* _Problems to solve_:
#1 Answer these from the extract on Syria's business community:
(a) Which newspaper reports from Damascus on the businessmen's support?
(b) How many months of protests and violence does the extract mention?
(c) Which two countries are called no substitute for the EU?
#2 Please reproduce the extract on Syria's business community word for word, between "Syrian businessmen say" and "protests and violence.", inclusive.
#3 Summarize the extract on Syria's business community in two sentences.

* _Extract_:

Business community's loyalty wanes

Another critical source of support for Assad has been Syria's businessmen, who have remained loyal through several rounds of sanctions on the country.

However, The Financial Times reports from Damascus that their steadfast support could be at its breaking point with the European embargo on Syrian oil imports expected to begin later this week. (The blog Syria Comment posted the full content of the article, typically behind a paywall, here.)

Syrian businessmen say that could spell disaster for their businesses and the Syrian economy, already on its knees after five months of protests and violence.

“The effect of sanctions will be dramatic,” says one leading business figure in Damascus. “Business is already basically zero; this is just going to mean a slow death for the economy.”

Another person in the business services sector agrees, arguing that relations with Syria’s biggest trading partner are crucial. “[Syrian allies] Russia and China are no substitute for the EU,” he says. “Losing it will be disastrous.”

* _Entries from a pointing dataset_:
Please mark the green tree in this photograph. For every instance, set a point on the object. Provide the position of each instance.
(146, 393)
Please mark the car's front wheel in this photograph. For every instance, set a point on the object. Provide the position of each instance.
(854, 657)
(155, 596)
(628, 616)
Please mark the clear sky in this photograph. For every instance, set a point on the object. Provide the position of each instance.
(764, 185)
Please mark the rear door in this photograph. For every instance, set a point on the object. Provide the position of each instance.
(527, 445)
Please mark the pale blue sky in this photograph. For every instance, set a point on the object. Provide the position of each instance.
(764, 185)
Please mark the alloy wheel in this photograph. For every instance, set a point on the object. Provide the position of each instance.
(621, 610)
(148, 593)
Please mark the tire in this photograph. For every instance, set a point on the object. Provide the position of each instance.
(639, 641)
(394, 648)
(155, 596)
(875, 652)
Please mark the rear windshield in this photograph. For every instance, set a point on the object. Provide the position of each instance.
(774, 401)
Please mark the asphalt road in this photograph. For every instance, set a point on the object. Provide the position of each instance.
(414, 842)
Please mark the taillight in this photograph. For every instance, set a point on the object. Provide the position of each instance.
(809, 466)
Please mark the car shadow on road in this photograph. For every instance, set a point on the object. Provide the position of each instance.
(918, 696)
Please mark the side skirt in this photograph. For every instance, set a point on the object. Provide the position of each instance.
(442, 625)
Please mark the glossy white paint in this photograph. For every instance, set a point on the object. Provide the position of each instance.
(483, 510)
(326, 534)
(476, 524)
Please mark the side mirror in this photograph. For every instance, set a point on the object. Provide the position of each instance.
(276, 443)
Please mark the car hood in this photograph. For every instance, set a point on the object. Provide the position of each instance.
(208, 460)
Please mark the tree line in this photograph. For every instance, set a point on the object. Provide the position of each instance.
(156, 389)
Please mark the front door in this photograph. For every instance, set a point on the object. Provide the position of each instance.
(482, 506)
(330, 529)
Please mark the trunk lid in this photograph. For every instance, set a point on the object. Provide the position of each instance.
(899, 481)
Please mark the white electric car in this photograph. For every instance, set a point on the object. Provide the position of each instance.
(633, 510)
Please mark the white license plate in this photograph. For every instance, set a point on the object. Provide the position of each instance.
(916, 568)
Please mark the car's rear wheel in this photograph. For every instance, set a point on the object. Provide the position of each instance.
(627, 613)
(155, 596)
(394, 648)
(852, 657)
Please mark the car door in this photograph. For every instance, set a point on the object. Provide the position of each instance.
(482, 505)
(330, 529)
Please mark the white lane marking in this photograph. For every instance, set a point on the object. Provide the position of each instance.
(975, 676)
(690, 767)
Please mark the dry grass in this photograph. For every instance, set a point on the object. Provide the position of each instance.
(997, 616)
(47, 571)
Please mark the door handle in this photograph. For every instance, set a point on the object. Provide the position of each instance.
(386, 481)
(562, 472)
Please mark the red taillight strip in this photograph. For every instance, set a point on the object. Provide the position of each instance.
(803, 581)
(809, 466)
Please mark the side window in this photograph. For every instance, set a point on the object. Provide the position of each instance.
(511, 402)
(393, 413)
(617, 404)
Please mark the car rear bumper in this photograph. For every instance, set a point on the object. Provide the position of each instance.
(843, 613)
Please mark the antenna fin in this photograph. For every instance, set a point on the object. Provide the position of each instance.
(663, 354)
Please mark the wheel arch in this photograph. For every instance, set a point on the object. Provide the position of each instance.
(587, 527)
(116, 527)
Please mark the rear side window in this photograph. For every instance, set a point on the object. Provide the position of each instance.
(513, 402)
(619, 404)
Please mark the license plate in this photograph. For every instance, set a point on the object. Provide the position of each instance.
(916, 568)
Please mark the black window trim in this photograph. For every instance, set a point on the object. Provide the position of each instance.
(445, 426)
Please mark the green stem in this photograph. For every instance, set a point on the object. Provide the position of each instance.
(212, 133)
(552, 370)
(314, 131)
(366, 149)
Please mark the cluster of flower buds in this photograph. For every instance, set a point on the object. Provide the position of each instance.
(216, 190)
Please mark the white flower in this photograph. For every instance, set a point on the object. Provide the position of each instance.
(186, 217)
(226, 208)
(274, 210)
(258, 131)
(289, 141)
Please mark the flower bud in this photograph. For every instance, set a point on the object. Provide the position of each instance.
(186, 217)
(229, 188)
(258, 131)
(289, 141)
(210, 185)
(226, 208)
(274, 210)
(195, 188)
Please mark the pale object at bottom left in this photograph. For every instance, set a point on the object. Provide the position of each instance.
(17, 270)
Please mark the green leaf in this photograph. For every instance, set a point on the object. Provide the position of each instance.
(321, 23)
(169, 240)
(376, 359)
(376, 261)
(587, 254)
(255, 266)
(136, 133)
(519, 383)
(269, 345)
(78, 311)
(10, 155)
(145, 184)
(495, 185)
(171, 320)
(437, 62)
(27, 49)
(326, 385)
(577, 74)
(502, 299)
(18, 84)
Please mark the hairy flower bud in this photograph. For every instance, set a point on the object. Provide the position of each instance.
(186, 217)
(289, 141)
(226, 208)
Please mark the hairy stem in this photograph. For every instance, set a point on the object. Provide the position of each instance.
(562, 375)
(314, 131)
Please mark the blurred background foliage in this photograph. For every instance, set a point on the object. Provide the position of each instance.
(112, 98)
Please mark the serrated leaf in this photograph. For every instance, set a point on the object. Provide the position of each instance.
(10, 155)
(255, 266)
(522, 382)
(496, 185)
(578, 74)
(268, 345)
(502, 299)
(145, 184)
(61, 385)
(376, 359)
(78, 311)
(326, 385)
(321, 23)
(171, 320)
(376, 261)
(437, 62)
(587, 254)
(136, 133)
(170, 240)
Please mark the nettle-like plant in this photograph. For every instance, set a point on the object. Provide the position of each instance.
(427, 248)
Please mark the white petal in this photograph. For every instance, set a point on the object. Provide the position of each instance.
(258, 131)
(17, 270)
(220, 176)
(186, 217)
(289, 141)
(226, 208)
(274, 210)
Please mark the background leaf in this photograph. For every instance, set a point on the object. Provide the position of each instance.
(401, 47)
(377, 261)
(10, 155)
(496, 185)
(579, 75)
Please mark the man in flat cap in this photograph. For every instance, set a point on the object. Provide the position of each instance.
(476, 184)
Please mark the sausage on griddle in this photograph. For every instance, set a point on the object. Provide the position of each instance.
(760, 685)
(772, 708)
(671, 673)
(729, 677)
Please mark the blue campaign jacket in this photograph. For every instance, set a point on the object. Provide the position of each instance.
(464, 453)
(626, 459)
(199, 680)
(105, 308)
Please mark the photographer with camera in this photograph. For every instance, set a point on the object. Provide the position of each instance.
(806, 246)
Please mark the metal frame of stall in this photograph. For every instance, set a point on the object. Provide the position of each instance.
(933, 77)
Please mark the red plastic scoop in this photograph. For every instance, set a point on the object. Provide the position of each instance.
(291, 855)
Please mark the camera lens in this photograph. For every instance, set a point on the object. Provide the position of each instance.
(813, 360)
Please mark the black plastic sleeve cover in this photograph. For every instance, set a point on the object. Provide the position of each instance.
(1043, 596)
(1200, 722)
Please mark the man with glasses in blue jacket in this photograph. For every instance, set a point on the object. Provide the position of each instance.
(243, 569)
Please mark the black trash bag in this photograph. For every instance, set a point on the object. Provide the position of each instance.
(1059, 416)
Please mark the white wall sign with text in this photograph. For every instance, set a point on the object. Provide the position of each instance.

* _Response list_:
#1
(a) The Financial Times
(b) Five
(c) Russia and China

#2
Syrian businessmen say that could spell disaster for their businesses and the Syrian economy, already on its knees after five months of protests and violence.

#3 Syria's businessmen have stayed loyal to Assad through several rounds of sanctions, but The Financial Times reports their support could reach a breaking point with a European embargo on Syrian oil imports. Business figures warn that the sanctions would be disastrous for an economy already on its knees after five months of protests and violence, saying Russia and China are no substitute for the EU.